┌─ Data for the task

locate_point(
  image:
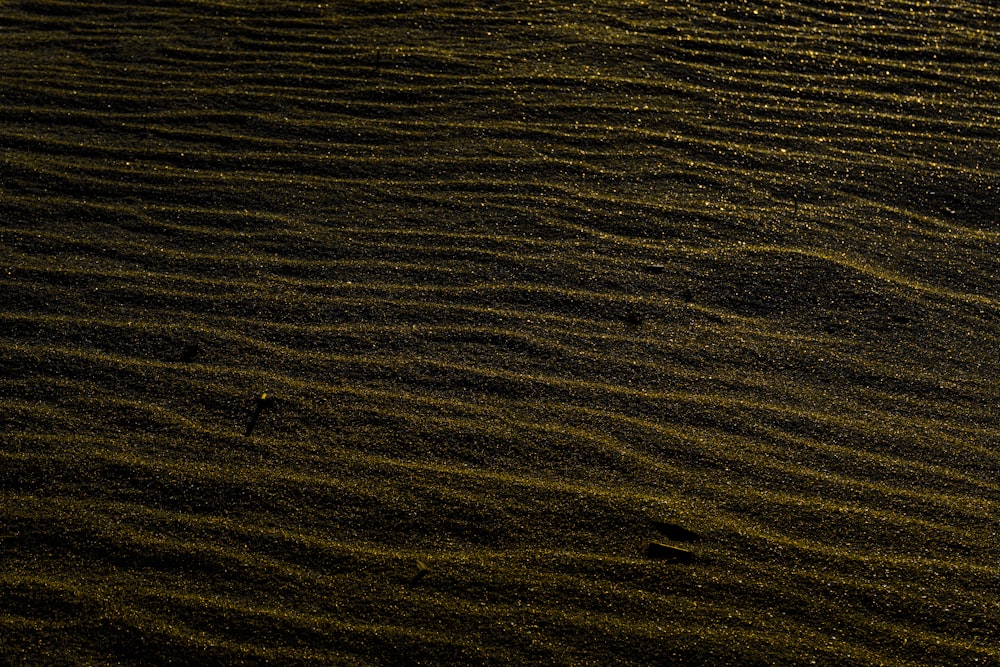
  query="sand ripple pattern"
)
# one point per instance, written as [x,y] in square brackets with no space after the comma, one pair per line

└─
┌─ Data for the task

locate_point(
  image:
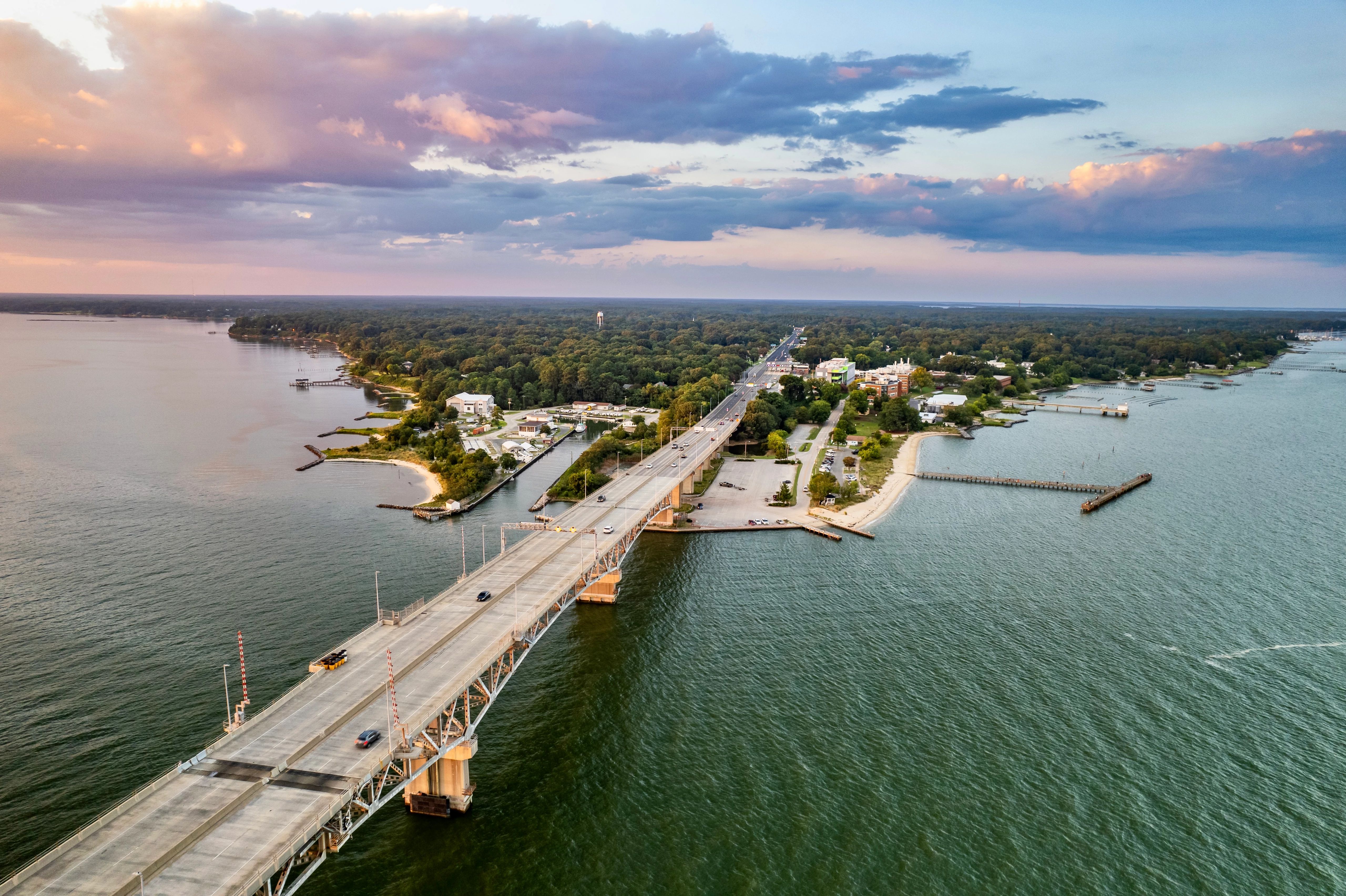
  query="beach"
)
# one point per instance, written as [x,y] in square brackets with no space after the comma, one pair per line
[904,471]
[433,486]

└─

### What needs to be done
Tally the lines in the entries above that contain the string "query". Reply with the number alone.

### Expected output
2